Using the records below, copy out exactly the line that contains "of the rocky" and every line that follows it, up to and including the last, and no others.

[[ Input records, beginning ]]

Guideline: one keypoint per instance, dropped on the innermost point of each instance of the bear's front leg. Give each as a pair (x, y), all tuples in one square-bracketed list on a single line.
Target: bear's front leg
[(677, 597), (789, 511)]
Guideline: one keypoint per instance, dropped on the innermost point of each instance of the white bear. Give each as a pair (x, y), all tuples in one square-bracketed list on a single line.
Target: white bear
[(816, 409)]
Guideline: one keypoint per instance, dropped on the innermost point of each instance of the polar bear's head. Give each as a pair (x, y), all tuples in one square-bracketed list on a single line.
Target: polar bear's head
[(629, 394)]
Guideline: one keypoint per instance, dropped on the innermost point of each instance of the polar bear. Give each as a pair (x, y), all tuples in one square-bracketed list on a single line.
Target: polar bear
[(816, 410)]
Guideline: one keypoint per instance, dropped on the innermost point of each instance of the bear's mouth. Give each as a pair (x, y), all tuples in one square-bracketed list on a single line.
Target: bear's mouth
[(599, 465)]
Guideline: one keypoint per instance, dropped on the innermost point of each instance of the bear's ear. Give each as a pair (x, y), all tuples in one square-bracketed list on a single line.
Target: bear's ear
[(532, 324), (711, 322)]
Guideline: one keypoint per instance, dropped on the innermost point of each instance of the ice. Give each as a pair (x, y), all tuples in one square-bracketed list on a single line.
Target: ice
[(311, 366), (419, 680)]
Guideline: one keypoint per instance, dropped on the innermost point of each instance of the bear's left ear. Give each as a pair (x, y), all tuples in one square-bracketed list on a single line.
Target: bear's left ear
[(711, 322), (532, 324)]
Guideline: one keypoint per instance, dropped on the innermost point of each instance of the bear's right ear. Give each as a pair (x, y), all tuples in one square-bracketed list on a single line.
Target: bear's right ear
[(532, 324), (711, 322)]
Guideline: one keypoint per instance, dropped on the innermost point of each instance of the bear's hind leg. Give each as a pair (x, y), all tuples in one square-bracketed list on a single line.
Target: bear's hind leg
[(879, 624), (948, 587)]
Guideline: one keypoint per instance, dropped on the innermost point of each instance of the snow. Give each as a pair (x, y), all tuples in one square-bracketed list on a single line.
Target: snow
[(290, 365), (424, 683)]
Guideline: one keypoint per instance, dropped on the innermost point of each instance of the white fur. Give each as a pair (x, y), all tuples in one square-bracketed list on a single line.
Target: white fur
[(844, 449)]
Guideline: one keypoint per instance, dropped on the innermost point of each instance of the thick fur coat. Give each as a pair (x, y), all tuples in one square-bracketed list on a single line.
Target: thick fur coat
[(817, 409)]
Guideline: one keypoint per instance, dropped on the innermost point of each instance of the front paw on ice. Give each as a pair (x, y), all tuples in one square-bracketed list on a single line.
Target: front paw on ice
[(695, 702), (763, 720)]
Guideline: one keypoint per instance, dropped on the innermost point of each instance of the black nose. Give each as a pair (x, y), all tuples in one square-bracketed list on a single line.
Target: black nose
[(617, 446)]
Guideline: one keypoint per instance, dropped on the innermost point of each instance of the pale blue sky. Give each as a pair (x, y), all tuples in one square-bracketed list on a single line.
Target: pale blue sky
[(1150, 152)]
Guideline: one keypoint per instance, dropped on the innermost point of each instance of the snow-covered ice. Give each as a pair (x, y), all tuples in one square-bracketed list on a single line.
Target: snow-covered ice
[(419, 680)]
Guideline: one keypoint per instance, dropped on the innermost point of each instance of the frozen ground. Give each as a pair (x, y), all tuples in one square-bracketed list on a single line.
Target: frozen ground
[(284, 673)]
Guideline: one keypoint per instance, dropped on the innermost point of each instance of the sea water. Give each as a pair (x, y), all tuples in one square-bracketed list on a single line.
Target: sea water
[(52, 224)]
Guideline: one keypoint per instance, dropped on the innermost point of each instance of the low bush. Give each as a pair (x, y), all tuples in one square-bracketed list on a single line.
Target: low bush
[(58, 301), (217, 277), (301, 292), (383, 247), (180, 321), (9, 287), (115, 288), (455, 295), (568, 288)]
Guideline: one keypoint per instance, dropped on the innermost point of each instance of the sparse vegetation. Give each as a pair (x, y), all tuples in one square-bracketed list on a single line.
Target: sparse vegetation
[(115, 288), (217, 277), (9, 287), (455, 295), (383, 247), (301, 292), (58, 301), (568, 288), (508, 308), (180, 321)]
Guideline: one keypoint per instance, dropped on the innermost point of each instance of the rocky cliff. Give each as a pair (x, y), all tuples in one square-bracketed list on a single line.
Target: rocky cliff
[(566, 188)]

[[ Input records, end ]]

## Response to the task
Guideline: one keypoint per instance, dropped on the innermost point of each instance of the rocky cliff. Give each as a pair (x, y), all tuples in one square-bracketed list on a single line.
Target: rocky cliff
[(566, 188)]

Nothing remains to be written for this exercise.